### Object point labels
--

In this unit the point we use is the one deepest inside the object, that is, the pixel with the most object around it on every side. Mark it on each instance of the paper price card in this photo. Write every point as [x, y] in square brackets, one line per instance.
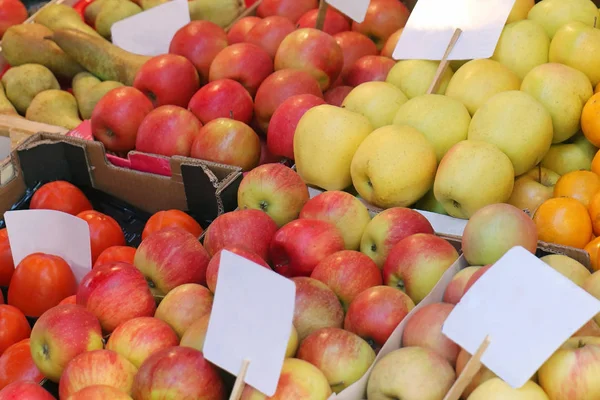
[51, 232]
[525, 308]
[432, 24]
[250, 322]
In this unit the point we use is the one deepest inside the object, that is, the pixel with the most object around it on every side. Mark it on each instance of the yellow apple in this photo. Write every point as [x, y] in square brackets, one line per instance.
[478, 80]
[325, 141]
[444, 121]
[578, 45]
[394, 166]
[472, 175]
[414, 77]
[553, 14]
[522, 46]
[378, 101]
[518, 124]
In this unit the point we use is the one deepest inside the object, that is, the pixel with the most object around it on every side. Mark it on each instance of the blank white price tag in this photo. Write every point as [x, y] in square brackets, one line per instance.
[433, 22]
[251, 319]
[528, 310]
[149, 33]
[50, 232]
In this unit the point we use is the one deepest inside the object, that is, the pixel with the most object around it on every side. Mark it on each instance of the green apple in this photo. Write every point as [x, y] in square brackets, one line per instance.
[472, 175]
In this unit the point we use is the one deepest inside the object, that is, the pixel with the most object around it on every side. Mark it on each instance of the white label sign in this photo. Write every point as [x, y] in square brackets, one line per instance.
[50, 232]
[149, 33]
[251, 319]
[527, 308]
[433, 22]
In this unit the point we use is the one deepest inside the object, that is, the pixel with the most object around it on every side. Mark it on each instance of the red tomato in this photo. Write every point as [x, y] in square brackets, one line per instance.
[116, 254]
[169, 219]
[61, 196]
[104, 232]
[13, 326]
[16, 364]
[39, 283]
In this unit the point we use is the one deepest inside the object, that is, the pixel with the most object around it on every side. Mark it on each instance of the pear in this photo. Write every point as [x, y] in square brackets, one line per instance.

--

### TO BE DONE
Turn the lines above into a Markdown table with a "No." column for the row number and a "Line" column for the line. Skip any blank lines and leave the pictures out.

### TASK ANSWER
| No. | Line |
|---|---|
| 1 | In this unit the point we use is the one deepest inside the object, that is, the pixel with the most object around it on every side. Mark it on each instance of the paper price card in this photo. Write every point as [x, y] in square brackets, one line per instance. |
| 2 | [51, 232] |
| 3 | [525, 308] |
| 4 | [432, 24] |
| 5 | [250, 322] |
| 6 | In this unit the point we use is the one deepest inside the object, that is, the pixel with the most object around it on every side. Mark it on each instance of the yellow apple in this photo. Write every point as [x, y] in square brackets, one line per instance. |
| 7 | [478, 80] |
| 8 | [325, 141] |
| 9 | [444, 121] |
| 10 | [578, 45] |
| 11 | [394, 166] |
| 12 | [472, 175] |
| 13 | [414, 77] |
| 14 | [553, 14] |
| 15 | [522, 46] |
| 16 | [378, 101] |
| 17 | [518, 124] |
| 18 | In this unit the point we use is the one deepest inside the object, that is, the pixel with the most object around it on every side. Mark it on each instance of the blank white price tag in this photo. Write every point as [x, y] in square brackets, one line per instance. |
| 19 | [433, 22] |
| 20 | [251, 319] |
| 21 | [528, 310] |
| 22 | [149, 33] |
| 23 | [50, 232] |
| 24 | In this unit the point we use is the one deepest inside the object, that is, the pixel with the most object around it on every side. Mark it on each instance of the green apple in this photo. Write every point as [x, y] in square brackets, one line per instance. |
| 25 | [472, 175] |
| 26 | In this unit the point we use is the one deepest inside the object, that is, the pixel with the most object around it on every side. Mark it on each instance of the white label sign in this photo. Write every point as [x, y] in square brackets, one line per instance. |
| 27 | [50, 232] |
| 28 | [149, 33] |
| 29 | [251, 319] |
| 30 | [527, 308] |
| 31 | [433, 22] |
| 32 | In this unit the point we use is the one deepest inside the object, that is, the pixel with the most object around it on every side. Mark it on each instance of the red tomato in this photo. Write every point as [x, y] in square brackets, one line per instance. |
| 33 | [116, 254] |
| 34 | [169, 219] |
| 35 | [61, 196] |
| 36 | [104, 232] |
| 37 | [13, 326] |
| 38 | [16, 364] |
| 39 | [39, 283] |
| 40 | In this unit the point we use is the one deepest inside the object, that is, the pixel with the most object around it on every side. Mark it on each instance of the pear in this photo. Write every point as [x, y] in square brackets, one line per instance. |